Data to examine Block Start

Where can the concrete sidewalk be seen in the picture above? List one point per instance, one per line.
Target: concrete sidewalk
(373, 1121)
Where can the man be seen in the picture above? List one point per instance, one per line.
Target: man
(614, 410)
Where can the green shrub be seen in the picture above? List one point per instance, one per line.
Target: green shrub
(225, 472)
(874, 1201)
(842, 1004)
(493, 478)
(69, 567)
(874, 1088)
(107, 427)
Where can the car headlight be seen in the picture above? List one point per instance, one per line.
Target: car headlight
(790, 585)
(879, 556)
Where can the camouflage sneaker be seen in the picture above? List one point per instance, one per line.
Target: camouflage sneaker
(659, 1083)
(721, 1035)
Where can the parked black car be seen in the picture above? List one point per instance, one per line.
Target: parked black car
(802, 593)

Data to examine Block End

Beginning with the line that holds "Target: camouflage sneaker" and ending with the last line of the listing, output every line exactly. Leave out everything else.

Target: camouflage sneaker
(659, 1083)
(721, 1035)
Where can the parked black car be seen in the picture above? List one point per instance, one per line.
Target: parked black car
(802, 593)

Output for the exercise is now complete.